→ Source records
⟨
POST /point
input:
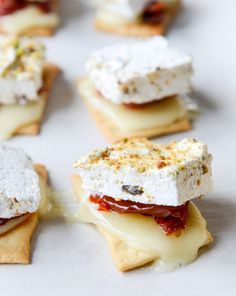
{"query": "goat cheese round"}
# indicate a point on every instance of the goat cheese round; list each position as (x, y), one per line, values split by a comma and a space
(19, 183)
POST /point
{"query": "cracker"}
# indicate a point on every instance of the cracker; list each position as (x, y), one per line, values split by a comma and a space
(50, 73)
(15, 244)
(124, 257)
(139, 29)
(39, 30)
(114, 134)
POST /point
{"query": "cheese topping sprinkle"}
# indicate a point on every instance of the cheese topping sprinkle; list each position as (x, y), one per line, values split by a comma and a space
(21, 67)
(165, 174)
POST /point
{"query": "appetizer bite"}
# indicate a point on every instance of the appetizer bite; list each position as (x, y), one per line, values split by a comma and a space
(136, 89)
(28, 17)
(139, 196)
(22, 190)
(25, 83)
(135, 18)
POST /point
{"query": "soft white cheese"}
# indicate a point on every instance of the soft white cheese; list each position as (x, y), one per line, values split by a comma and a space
(19, 183)
(21, 67)
(142, 171)
(27, 18)
(140, 72)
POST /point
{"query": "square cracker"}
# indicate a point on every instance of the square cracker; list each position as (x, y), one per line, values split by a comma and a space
(136, 29)
(39, 30)
(49, 75)
(15, 244)
(124, 257)
(114, 134)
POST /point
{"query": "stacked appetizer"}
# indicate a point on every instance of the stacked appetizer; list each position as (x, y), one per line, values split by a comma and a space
(136, 89)
(28, 17)
(139, 195)
(22, 189)
(135, 18)
(25, 82)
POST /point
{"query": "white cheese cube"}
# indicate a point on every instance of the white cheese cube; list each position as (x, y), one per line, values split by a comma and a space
(140, 72)
(19, 183)
(142, 171)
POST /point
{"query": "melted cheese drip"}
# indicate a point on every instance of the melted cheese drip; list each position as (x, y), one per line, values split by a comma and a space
(12, 117)
(54, 204)
(12, 223)
(142, 233)
(27, 18)
(161, 113)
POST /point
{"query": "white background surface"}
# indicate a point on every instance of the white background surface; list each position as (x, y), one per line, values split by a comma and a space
(73, 259)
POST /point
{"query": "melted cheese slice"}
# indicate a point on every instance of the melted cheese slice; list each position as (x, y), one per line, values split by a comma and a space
(158, 114)
(12, 117)
(26, 18)
(142, 233)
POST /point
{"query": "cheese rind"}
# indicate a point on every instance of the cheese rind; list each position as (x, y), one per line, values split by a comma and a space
(19, 183)
(21, 68)
(140, 72)
(164, 174)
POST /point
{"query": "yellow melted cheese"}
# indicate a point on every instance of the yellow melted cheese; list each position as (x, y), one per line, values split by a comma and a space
(159, 114)
(12, 117)
(26, 18)
(142, 233)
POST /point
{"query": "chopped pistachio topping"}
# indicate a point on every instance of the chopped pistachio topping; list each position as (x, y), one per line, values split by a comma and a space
(20, 58)
(144, 155)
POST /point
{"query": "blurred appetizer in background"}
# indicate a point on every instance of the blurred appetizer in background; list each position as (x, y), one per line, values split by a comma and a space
(25, 83)
(29, 17)
(22, 190)
(135, 17)
(137, 89)
(139, 196)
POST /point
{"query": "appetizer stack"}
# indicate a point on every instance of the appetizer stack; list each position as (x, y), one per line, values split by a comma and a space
(135, 18)
(28, 17)
(22, 189)
(139, 194)
(25, 82)
(136, 89)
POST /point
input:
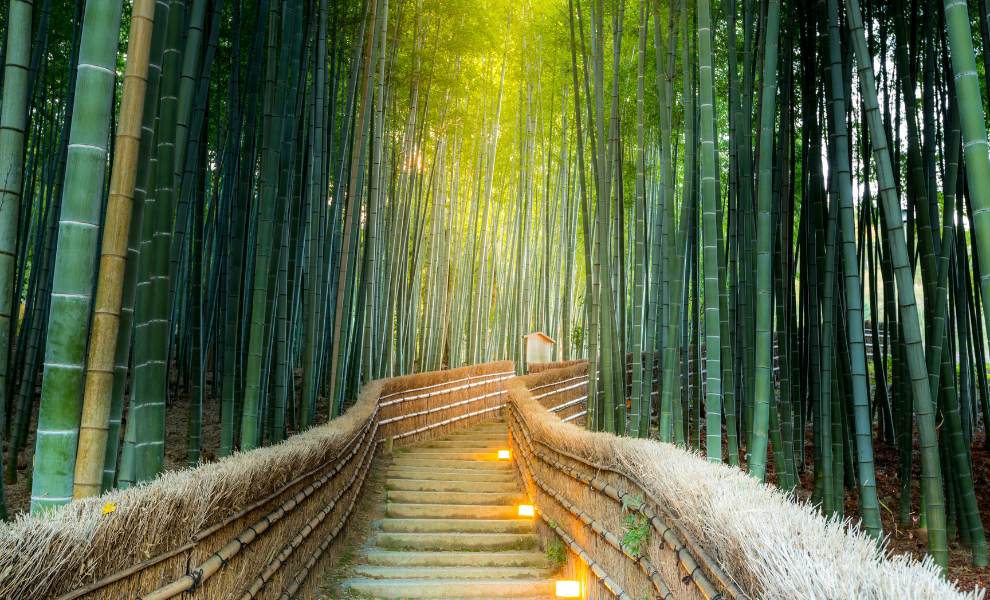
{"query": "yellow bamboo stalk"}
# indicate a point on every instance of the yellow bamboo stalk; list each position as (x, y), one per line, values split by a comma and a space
(106, 320)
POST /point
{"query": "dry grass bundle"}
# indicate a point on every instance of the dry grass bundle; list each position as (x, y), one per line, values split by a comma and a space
(560, 364)
(433, 404)
(48, 555)
(768, 545)
(157, 532)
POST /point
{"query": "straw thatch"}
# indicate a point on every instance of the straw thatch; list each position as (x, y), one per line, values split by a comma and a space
(765, 544)
(260, 521)
(560, 364)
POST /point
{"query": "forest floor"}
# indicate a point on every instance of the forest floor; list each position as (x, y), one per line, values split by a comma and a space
(360, 532)
(911, 539)
(176, 437)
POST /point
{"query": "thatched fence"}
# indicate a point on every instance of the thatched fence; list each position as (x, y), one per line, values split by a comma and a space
(251, 526)
(643, 518)
(639, 518)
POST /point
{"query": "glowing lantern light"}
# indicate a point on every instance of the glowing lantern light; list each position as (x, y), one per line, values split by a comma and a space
(568, 589)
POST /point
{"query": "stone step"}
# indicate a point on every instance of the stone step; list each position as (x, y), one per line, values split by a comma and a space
(492, 542)
(451, 588)
(456, 526)
(449, 474)
(441, 511)
(433, 485)
(424, 460)
(505, 559)
(470, 441)
(374, 572)
(470, 433)
(449, 454)
(466, 449)
(490, 499)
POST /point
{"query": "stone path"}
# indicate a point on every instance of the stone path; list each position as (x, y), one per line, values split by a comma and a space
(452, 528)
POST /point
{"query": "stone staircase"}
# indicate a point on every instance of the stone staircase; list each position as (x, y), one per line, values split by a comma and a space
(452, 528)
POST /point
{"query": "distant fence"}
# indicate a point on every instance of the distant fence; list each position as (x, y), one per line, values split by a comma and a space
(252, 526)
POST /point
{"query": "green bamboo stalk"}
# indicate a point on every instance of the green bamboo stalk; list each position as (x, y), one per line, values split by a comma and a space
(122, 214)
(931, 476)
(58, 420)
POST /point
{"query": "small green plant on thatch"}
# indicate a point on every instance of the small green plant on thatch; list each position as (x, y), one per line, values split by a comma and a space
(556, 553)
(636, 532)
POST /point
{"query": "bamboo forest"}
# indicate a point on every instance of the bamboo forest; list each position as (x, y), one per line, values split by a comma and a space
(762, 225)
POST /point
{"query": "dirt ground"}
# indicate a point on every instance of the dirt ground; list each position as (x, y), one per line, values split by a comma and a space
(176, 437)
(911, 539)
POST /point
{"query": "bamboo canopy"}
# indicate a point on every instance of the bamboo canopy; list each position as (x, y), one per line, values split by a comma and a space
(763, 224)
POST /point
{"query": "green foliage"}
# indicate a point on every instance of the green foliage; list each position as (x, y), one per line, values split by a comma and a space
(635, 529)
(556, 553)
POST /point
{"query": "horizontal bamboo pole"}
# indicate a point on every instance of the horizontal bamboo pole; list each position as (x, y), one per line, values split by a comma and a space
(645, 564)
(690, 564)
(210, 566)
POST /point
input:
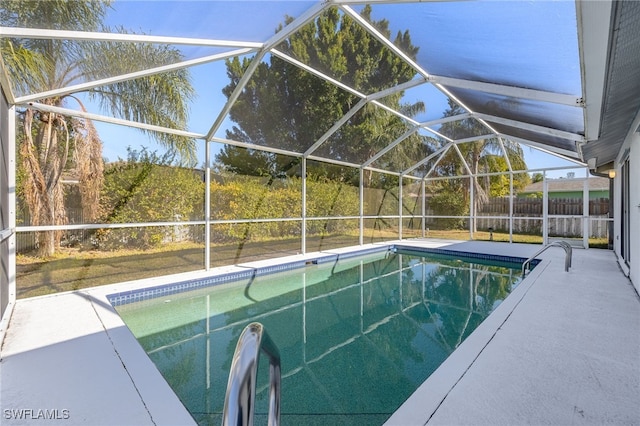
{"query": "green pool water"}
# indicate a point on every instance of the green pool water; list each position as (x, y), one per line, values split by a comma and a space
(356, 337)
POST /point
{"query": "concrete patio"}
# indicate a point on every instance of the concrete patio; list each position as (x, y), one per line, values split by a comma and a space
(562, 349)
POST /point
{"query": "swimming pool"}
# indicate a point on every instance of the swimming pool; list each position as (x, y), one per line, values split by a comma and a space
(357, 336)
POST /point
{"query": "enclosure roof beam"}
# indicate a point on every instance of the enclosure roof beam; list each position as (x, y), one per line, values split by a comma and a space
(36, 33)
(317, 73)
(565, 154)
(532, 127)
(464, 162)
(504, 153)
(425, 160)
(435, 164)
(82, 87)
(335, 127)
(390, 146)
(300, 21)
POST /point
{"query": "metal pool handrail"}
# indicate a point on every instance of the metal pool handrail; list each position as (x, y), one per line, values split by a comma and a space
(567, 260)
(239, 401)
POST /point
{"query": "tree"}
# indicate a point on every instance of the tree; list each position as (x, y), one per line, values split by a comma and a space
(287, 107)
(143, 188)
(53, 144)
(481, 156)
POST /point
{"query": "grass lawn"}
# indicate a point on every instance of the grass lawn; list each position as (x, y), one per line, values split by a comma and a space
(73, 269)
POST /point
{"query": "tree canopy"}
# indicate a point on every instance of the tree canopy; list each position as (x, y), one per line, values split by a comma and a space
(286, 107)
(53, 144)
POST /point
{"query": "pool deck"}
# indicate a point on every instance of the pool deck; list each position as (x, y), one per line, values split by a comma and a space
(564, 348)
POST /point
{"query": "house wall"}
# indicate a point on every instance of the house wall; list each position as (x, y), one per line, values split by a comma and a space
(632, 146)
(634, 168)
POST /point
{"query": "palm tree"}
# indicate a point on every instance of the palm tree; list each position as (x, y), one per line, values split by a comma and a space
(54, 144)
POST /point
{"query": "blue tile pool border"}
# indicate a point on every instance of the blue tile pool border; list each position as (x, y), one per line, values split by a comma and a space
(138, 295)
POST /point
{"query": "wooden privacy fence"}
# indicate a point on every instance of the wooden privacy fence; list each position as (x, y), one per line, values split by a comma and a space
(533, 206)
(558, 226)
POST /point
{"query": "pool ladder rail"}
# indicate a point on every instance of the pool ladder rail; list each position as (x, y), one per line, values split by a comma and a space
(567, 259)
(239, 401)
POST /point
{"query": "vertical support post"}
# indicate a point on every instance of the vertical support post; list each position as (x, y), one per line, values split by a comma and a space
(511, 207)
(207, 206)
(8, 196)
(303, 241)
(361, 207)
(423, 208)
(545, 209)
(471, 206)
(586, 219)
(400, 208)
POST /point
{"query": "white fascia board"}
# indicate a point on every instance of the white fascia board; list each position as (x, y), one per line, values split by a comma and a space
(511, 91)
(532, 127)
(594, 29)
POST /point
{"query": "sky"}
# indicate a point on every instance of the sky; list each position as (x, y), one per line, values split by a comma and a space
(466, 39)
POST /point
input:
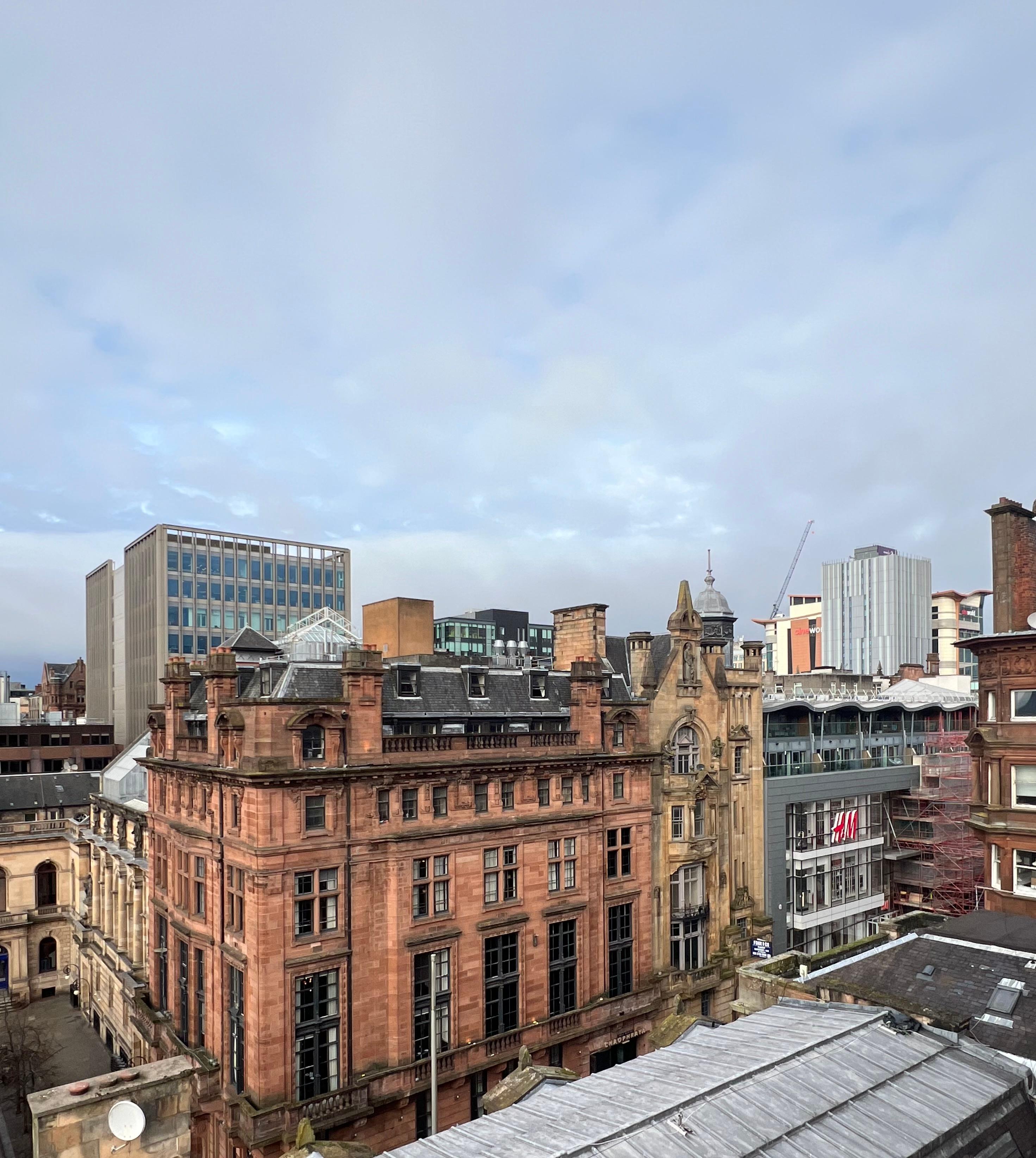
⟩
→ Exercise directions
Count the lines in the entries above that contain the string "distant", treating uppercase and lowercase as distinct, and give only the number.

→ Exercise response
2